**Text provided:**

Therefore, we conducted a pilot study to compare clinical and genetic characteristics between people with MS of FN and non-FN ethnicity. We also aimed to determine the feasibility of conducting MS research involving FN Canadians given that this requires additional ethical and regulatory steps that vary across provinces.

Materials and methods

We conducted this study in the Canadian province of Manitoba, which has a population of approximately 1.2 million people, of whom more than 140,000 self-identify as FN. Of these, nearly 60% live on reserves (https://www.aadnc-aandc.gc.ca/eng/1100100020400/1100100020404).

Ascertainment

From November 2012 through October 2013, potential study participants were recruited from the MS Clinic in Winnipeg, which serves the entire province of Manitoba. All Manitobans who receive disease-modifying therapy must attend the MS Clinic, irrespective of ethnicity and region of residence. We identified potential participants using the MS Clinic Database, which captures 89% of the clinic population as well as by approaching all people attending routine clinic visits with any provider. We aimed to recruit all individuals with confirmed diagnosis of MS who were of FN ethnicity, defined as having at least one parent of full FN ethnicity. To be an MS case, the participant had to fulfill the McDonald criteria for definite MS.^10,12,13

Data collection

Data collection included medical records review, a standardized structured telephone interview with the participant, and a blood sample. After obtaining informed consent, a trained research assistant conducted a medical records review to confirm the diagnosis of MS in consultation with a neurologist (RAM) with expertise in MS by verifying the current diagnosis recorded, and the supporting documentation. Clinical characteristics of interest during the records review were age of symptom onset; the diagnostic delay between clinical symptom onset and diagnosis; clinical course, which was classified as relapsing or progressive at onset;¹⁴ and symptoms at onset (optic neuritis, transverse myelitis, non-myelitis related motor, and other). Medical records review was followed by the telephone interview to capture sociodemographics, family history, comorbid diseases and environmental exposures using validated procedures and questionnaires from the Canadian Collaborative Project on Genetic Susceptibility to MS (CCPGSMS).^15,16 Comorbidities were categorized as autoimmune, psychiatric, cancer, and other. The psychiatric disorders category captured depression, anxiety disorders, bipolar disorder, and alcoholism. Substance use was not captured. Other conditions included all other health conditions identified in the medical record or reported in the telephone interview such as hypertension. Because of the small sample size, we report only the presence or absence of any comorbidity in a particular category; a participant with more than one psychiatric disorder would simply be coded as affected, the same as a participant with only one psychiatric disorder.

**What to work on:**
A - Which psychiatric disorders does the MS pilot study excerpt say its psychiatric category captured?
B - Do these statements agree with the MS pilot study excerpt? Answer yes or no for each, quoting the words that decide it.
(i) Participants were recruited from November 2012 through October 2013.
(ii) The telephone interview recorded substance use.
(iii) FN ethnicity required both parents to be of full FN ethnicity.
C - Write a continuation of the MS pilot study excerpt that starts after its final sentence.

**Data excerpts:**

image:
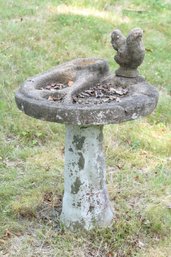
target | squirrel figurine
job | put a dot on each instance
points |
(130, 51)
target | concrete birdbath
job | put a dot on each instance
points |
(84, 95)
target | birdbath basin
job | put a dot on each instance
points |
(84, 95)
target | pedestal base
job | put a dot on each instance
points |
(85, 202)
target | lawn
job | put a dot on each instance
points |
(36, 35)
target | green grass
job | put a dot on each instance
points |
(35, 36)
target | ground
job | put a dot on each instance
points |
(36, 35)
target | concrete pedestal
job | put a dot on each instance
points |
(85, 201)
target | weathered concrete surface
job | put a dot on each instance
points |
(141, 100)
(85, 202)
(130, 51)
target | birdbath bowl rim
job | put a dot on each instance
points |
(141, 99)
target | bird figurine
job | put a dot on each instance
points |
(130, 51)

**Results of the tasks:**
A - Depression, anxiety disorders, bipolar disorder, and alcoholism.

B -
(i) Yes: "From November 2012 through October 2013, potential study participants were recruited from the MS Clinic in Winnipeg"
(ii) No: "Substance use was not captured."
(iii) No: "defined as having at least one parent of full FN ethnicity"

C -
Genetic analysis

Peripheral blood samples were drawn and stored at −20℃. Samples were thawed on ice and 200 microliters of whole blood was used in the DNA purification from blood (spin protocol) from Qiagen. The resulting purified genomic DNA was quantitated by Qubit fluorometric measurement and 130 microliters of DNA was sheared to 600 base pairs with the Covaris S220 focused ultrasonicator. The sheared DNA was visualized on the Agilent Bioanalyzer 2100 using the High-Sensitivity chip and the size was confirmed. Approximately 2 micrograms of sheared genomic DNA was used to create barcoded sequencing libraries using the NEBNext DNA library preparation kit for Illumina. The resulting libraries were then quantitated by Qubit and visualized by Agilent Bioanalyzer 2100 and final library sizes confirmed. Individual libraries were pooled based on quantity and subjected to the custom-designed IDT xGEN lockdown probe four-hour hybridization method for enrichment of the queried human leukocyte antigen (HLA) genes. The final pooled libraries were amplified and quantitated by Qubit, visualized by Bioanalyzer and validated by the KAPA Library Quantitation kit. The libraries were pooled and sequenced on an Illumina MiSeq V2 nano kit with 150 paired end reads (150 × 2 base pairs)¹⁷ on the MiSeq next-generation sequencer. We amplified all alleles for HLA genes DRB1, DPA1, DPB1, DQA1, and DQB1. We performed one run using the MiSeq sequencer using eight test samples. As some regions had less than 20 read coverage, the probes used were modified, and the samples re-run at which point coverage of 92%–100% was achieved for each gene. The primary allele of interest for this study was HLA-DRB1*1501. Alleles of secondary interest were those reportedly associated with MS, including DRB1*0301, DRB1*0405, DRB1*0501, DRB1*1602, DQA1*0102, DQB1*0602, DQB1*0402, and HLA-DPB1*0501.^18–21

Reference database

The Winnipeg MS Clinic enrolled 649 people with MS in the CCPGSMS by approaching all individuals attending clinic visits with any provider from November 2008 to March 2011. Genetic, clinical and family history data on 128 of these participants who had been typed for HLA-DRB1*1501 were used as a comparison group for this pilot study sample because HLA results were available, and ethnicity had been identified previously using the same methods as those used in the present study. One participant within this group of 128 was of FN ethnicity and was removed from the comparison group and used to augment the study sample. Additional typing for other HLA alleles was not available for this group.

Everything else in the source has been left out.